→ PASSAGE TO READ:
>> START

Zhob, Rare H3-4 Pakistan Hammer Fall, January 2020, Micromount

$6.00
Adding to cart… The item has been added

On January 09, 2020, a bright fireball appeared in the late afternoon skies over the Baluchistan region of Pakistan. A serious of loud sonic booms followed the fireball across the sky. The meteor dropped a handful of stones, each weighing a few kilos or more. One stone crashed through the roof of a house in the Zhob district of the Mando Khel tribal area. Brokers acquired some of the stones and they were acquired by US meteorite dealers who had the stones analyzed by Dr. Garvie at the University of Arizona. The meteorite was classified as a rare H3-4 type, which is a breccia of type-4 clasts set into a type-3 matrix. Zhob is only the second known fall of this type and the first in over 100 years, so scientists are quite excited to study it.

Very little of this meteorite is available on the collector market and the majority of that is large expensive pieces. For collectors, this is a trifecta meteorite : witnessed fall, hammer fall, and a rare type (one of only 18 known H3-4 chondrites and only the second fall). In addition, meteorites from Pakistan are hard to come by in general.

Refer to the photo. The black centimeter cube is shown for scale and is not included. You are purchasing a single small fragment like the one shown. Your purchase will include a labeled gemjar for safe storage.

From the Meteoritical Bulletin entry on Zhob :

Zhob        31°22’N, 69°34’E

Baluchistan, Pakistan

Confirmed fall: 2020 Jan 9

Classification: Ordinary chondrite (H3-4)

>> END

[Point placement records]

>> START

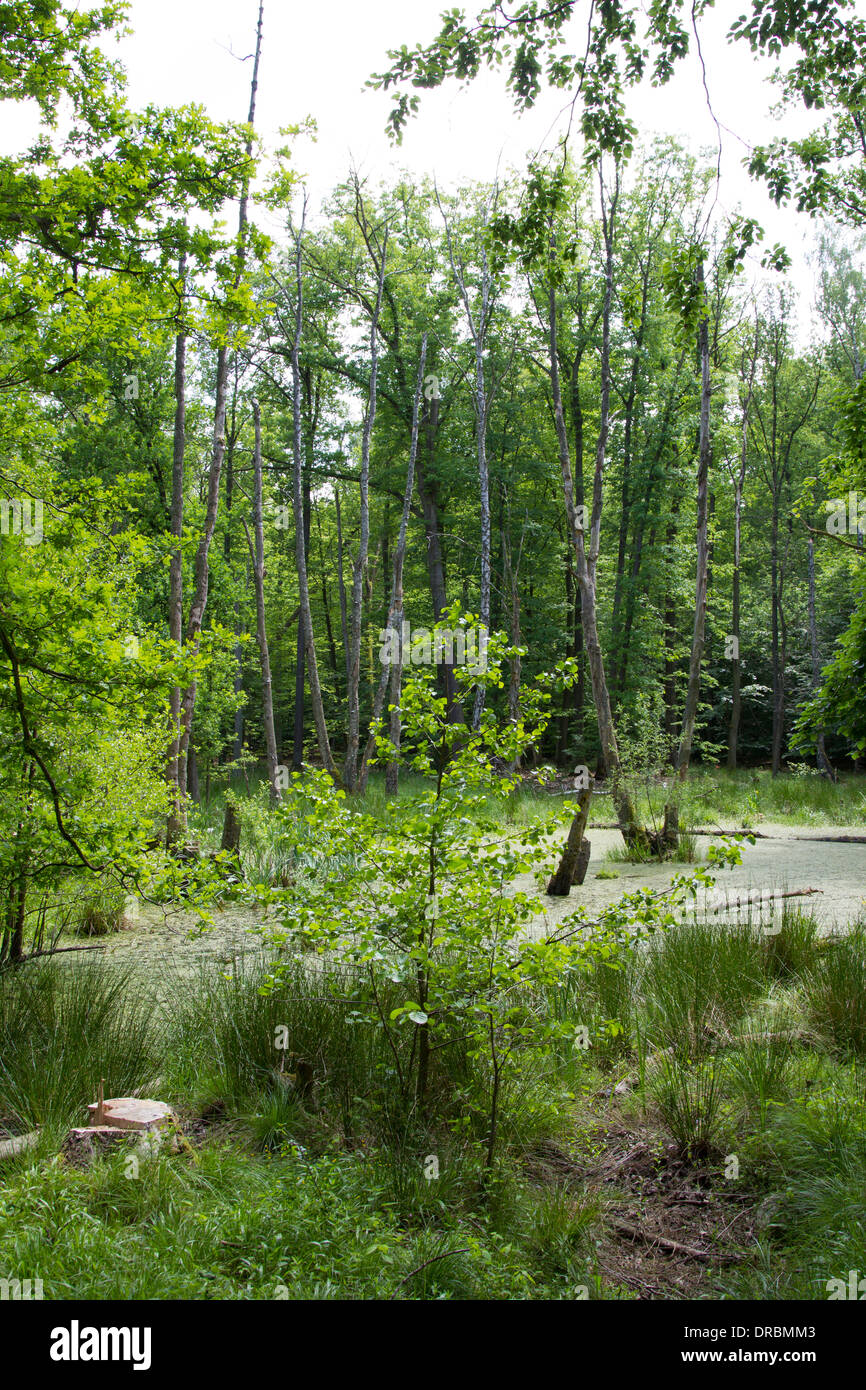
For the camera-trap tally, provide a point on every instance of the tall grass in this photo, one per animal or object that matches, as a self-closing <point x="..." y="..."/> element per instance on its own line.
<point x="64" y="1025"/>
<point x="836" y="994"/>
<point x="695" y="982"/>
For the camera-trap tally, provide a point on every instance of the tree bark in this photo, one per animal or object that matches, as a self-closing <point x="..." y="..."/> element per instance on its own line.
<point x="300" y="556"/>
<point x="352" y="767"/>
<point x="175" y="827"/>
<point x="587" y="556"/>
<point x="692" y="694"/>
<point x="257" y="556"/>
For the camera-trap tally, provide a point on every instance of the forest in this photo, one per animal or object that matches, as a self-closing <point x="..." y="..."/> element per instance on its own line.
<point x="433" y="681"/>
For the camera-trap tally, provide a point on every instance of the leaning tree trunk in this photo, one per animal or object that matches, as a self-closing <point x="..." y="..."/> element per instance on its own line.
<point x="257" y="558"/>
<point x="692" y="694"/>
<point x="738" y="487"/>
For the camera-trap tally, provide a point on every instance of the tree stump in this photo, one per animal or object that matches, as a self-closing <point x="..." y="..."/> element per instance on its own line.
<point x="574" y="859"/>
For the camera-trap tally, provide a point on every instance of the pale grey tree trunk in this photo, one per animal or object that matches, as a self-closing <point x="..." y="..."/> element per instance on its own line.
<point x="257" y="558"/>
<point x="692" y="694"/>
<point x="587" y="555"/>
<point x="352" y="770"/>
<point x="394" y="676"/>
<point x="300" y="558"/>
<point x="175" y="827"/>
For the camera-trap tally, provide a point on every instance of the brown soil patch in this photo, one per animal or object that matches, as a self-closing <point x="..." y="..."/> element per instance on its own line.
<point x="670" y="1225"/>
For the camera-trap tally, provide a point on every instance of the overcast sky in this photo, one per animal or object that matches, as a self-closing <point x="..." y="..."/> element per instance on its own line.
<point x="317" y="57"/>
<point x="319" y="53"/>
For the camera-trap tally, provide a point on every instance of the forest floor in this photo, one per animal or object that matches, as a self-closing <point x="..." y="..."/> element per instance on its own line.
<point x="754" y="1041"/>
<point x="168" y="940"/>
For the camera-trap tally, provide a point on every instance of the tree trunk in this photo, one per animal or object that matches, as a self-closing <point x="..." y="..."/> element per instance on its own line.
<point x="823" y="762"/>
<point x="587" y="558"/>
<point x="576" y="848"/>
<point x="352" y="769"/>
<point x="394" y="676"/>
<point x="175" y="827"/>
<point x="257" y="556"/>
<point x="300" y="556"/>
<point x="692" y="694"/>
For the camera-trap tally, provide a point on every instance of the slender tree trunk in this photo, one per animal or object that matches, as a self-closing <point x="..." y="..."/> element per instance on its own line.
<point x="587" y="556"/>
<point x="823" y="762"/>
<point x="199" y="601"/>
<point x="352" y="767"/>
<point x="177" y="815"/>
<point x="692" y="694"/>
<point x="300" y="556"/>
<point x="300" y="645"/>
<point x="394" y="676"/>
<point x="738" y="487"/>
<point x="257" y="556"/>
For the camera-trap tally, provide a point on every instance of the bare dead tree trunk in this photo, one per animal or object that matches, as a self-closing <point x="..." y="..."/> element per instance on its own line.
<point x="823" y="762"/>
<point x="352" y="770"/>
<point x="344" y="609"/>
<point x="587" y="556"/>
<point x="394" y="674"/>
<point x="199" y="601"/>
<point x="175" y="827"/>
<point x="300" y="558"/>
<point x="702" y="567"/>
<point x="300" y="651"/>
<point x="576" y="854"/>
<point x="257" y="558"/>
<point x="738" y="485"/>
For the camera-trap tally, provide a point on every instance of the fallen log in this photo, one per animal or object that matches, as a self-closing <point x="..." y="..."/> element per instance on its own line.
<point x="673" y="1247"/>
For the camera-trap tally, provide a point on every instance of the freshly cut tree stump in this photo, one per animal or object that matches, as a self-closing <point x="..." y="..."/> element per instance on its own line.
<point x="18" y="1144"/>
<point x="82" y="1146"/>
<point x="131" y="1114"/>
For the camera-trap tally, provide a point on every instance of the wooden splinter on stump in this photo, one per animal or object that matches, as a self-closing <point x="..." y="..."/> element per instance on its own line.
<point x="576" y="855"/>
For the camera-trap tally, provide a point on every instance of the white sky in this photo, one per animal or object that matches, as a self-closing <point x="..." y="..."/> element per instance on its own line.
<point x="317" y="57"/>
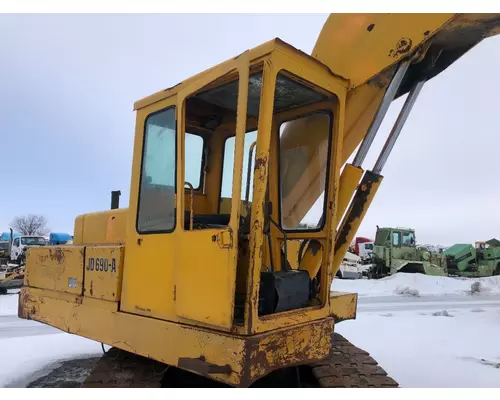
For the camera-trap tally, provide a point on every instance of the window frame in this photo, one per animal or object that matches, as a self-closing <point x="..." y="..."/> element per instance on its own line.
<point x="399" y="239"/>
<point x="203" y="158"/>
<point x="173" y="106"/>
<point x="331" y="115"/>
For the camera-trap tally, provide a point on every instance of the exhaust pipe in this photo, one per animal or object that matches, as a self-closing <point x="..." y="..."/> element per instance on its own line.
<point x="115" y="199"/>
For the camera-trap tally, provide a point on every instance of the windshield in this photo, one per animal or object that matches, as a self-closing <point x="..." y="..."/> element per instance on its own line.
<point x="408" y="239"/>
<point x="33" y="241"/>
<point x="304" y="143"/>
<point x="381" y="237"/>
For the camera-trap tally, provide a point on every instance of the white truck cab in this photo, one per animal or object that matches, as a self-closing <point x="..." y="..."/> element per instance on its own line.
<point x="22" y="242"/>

>> END

→ INSTRUCTIONS:
a. Name the three features that the Zhob meteorite listing says make this a "trifecta meteorite" for collectors.
b. Write what comes next in the Zhob meteorite listing, picking up after its last line.
You won't need the material for any of this.

→ RESULTS IN ORDER:
a. Witnessed fall, hammer fall, and a rare type.

b.
History: (M. Farmer, Arizona) A bright fireball followed by sonic booms was seen and heard around the northern part of the Baluchistan province of Pakistan, approximately 6:30 pm local time on 9 January 2020. Shortly thereafter, a stone fell through a house in a local village of the Mando Khel tribal area ~12 km NE of Zhob, Zhob District, Baluchistan province, Pakistan. The largest stone was found shortly after the fall by goat herders. Two more stones were subsequently found in this area.

Physical characteristics: To date, four fusion-crusted stones have been found: 6.309, ~5.5, 4.924, and 2.231 kg. The stones are blocky to rounded, with broad shallow regmaglypts, and covered with black matte fusion crust. The 6.309 kg stone is broken, exposing ~15 × 9 cm of the interior, which displays a breccia of rounded to sub-rounded, light-colored clasts in a light-gray matrix. The clasts range from 1 cm to 5 × 4 cm. The stone is easy to break and weakly consolidated. The measured density of a 24 g fragment that contains both the lithologies is 3.18 g/cm3.

Petrography: (L. Garvie, ASU) The exposed surface of the 6.309 kg stone has an earthy luster, with scattered small (<1 mm) chondrules and rare troilite fragments to 4 mm. No shock veins are visible. Two polished mounts were examined from the gray matrix and a large light-colored clast, respectively. Gray matrix: Section dominated by chondrules and chondrule fragments set in a fine-grained fragmental matrix. Chondrules abundant and clearly visible under a petrographic microscope and BSE imaging, with an apparent mean diameter of 460 µm (n=36). Some PO and PP chondrules show phenocrysts with clear zoning. A PO and BO chondrule contains transparent purple glass. Fe-Ni metal dominated by two grain types: the first is irregularly shaped, with holly-leaf-shaped outlines, to 200 µm grains of kamacite that are single crystals exhibiting weakly developed Neumann bands; the second are rounded grains up to 150 µm, with thin taenite rims enclosing cores of dark-etching plessite. Native copper is rare occurring as grains to 20 µm between Fe-Ni metals and troilite. Troilite grains to 150 µm are largely single crystals and lack shock lamellae. Chromite is a common accessory mineral, occurring as anhedral grains to 200 µm and as fine-grained chondrule-like aggregates to 300 mm. Light-colored clast: The petrography and chondrule size in this clast is similar to the gray matrix section, but differs in showing a coarser grained matrix with abundant feldspathic phase up to 20 µm, and lacking chondrules with zoned olivine or pyroxene-bearing phenocrysts.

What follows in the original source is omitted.